> _Task prompt_
Copy the records below word for word, taking the stretch from the line that contains "Every instance of the deer leg" through the end of the records.

> _Excerpted records_
........
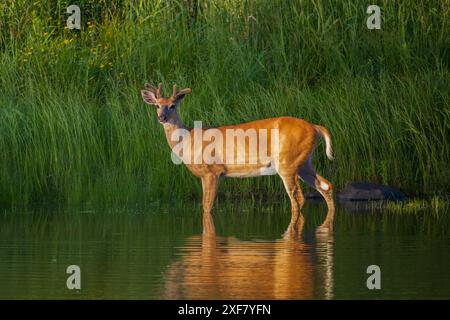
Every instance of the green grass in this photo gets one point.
(73, 127)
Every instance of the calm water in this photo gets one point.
(163, 253)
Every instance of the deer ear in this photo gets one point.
(148, 96)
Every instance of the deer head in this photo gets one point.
(166, 108)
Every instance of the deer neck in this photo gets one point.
(170, 128)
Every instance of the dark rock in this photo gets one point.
(363, 191)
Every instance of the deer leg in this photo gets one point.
(309, 175)
(291, 186)
(300, 197)
(209, 185)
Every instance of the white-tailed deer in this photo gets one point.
(287, 153)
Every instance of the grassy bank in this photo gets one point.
(73, 127)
........
> _Correct answer_
Every instance of the deer leg in this photo gets one point.
(309, 175)
(291, 186)
(300, 197)
(209, 185)
Every instance of the white-tailed deer in this photo gets one point.
(287, 153)
Every instance of the grassy bank in this photo gets one point.
(73, 127)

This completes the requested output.